Dataset records:
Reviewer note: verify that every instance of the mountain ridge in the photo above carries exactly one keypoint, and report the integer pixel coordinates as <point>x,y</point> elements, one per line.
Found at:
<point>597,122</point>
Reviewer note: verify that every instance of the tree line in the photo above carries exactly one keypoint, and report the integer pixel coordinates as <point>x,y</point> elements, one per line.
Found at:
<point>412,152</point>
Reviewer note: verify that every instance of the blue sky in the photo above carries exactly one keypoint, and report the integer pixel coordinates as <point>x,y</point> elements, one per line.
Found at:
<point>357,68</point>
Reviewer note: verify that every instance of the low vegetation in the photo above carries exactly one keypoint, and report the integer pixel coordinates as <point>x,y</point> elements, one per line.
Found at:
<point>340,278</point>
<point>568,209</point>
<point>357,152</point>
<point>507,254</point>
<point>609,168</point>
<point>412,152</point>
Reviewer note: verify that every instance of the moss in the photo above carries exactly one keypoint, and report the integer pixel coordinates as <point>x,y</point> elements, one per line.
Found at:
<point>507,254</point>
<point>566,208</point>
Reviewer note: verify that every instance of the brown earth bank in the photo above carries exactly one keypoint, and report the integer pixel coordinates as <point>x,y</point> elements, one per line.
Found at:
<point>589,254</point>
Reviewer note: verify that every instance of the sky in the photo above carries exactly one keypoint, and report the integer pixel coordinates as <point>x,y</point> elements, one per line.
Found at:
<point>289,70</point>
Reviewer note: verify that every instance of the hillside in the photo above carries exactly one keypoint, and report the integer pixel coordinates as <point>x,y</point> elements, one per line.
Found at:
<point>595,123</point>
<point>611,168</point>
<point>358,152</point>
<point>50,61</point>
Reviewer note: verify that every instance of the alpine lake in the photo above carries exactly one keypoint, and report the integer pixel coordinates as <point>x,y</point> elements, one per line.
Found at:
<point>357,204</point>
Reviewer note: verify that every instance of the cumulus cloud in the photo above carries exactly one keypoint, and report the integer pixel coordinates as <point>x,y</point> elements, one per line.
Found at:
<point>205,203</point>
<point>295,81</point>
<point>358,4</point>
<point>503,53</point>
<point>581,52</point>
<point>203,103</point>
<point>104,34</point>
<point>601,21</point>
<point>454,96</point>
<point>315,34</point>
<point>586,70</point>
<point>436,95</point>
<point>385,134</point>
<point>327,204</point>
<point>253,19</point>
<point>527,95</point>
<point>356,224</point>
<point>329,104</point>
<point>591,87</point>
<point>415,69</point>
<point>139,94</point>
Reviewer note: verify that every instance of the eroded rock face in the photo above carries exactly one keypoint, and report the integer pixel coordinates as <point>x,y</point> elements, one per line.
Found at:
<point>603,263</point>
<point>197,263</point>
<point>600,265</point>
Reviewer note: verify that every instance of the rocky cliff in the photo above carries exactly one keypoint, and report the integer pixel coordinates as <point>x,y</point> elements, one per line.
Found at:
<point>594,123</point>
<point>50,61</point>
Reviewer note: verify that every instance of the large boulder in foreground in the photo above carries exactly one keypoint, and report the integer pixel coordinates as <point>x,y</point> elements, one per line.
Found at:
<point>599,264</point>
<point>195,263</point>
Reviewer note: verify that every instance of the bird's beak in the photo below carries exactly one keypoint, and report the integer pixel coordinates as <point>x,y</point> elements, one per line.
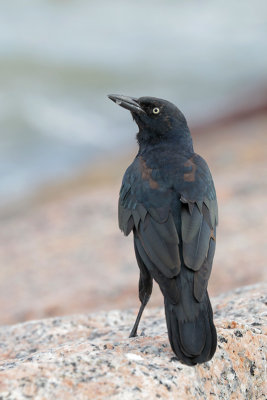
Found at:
<point>130,103</point>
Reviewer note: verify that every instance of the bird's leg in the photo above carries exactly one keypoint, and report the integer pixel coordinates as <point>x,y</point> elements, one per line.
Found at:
<point>135,327</point>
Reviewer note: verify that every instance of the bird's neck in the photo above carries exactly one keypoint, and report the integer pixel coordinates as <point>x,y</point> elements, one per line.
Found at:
<point>181,141</point>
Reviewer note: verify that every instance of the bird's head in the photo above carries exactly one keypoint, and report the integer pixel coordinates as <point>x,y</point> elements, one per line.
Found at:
<point>157,119</point>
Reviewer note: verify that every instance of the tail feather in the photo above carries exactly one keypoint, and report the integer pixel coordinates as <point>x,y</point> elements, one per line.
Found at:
<point>193,340</point>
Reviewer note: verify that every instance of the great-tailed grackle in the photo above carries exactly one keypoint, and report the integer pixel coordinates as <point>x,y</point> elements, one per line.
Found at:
<point>168,200</point>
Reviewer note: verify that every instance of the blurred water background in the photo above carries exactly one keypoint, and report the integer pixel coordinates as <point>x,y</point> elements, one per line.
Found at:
<point>59,60</point>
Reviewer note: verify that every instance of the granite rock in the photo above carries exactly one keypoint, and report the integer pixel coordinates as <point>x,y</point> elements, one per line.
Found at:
<point>91,356</point>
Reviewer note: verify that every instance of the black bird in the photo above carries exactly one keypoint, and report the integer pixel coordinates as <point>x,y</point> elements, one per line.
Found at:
<point>168,201</point>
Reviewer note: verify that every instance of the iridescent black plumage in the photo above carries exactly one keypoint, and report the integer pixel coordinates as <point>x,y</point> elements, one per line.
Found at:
<point>168,201</point>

• [WHAT THE EXERCISE ASKS]: Scale the data between the lines holding "Reviewer note: verify that every instance of the bird's leg" and "<point>91,356</point>", inclusive. Rewrite every line in full, but multiply each coordinate in the point tags listed under "Found at:" by 0.35 and round it to a whole number, rounding halves up.

• [TASK SOLUTION]:
Reviewer note: verify that every instance of the bird's leg in the photo above carries exactly one keypoint, and report the integer pixel coordinates as <point>x,y</point> elements, one per line.
Found at:
<point>47,114</point>
Reviewer note: verify that every instance of the bird's neck in the photo above carries exactly one keypoint, and report the integer pixel coordinates as <point>x,y</point> elements, one per line.
Found at:
<point>63,49</point>
Reviewer note: verify that every instance of the bird's head in the photo above carries exactly one keypoint, and report the integer pixel coordinates as <point>x,y</point> elements, one per line.
Found at:
<point>55,42</point>
Reviewer note: verify that every instance of the tail feather in the photo above carries exactly one keypoint, and report the integer pixel coordinates as <point>x,y</point> elements, one per line.
Found at:
<point>68,119</point>
Reviewer note: verify that every instance of the great-tailed grackle in the photo above carries exactly one keypoint, and report the integer pixel coordinates as <point>x,y</point> elements, one per line.
Found at:
<point>59,70</point>
Reviewer note: verify that every instance of the blurred water background in the photo above carries exactly one keypoint, and report the integer pixel coordinates as <point>x,y</point> elements, one per line.
Found at:
<point>21,21</point>
Reviewer note: verify that every instance of the granite rock in the photo above carries exactly one keypoint, and report the integer pixel coordinates as <point>x,y</point> elements, one per line.
Found at:
<point>32,125</point>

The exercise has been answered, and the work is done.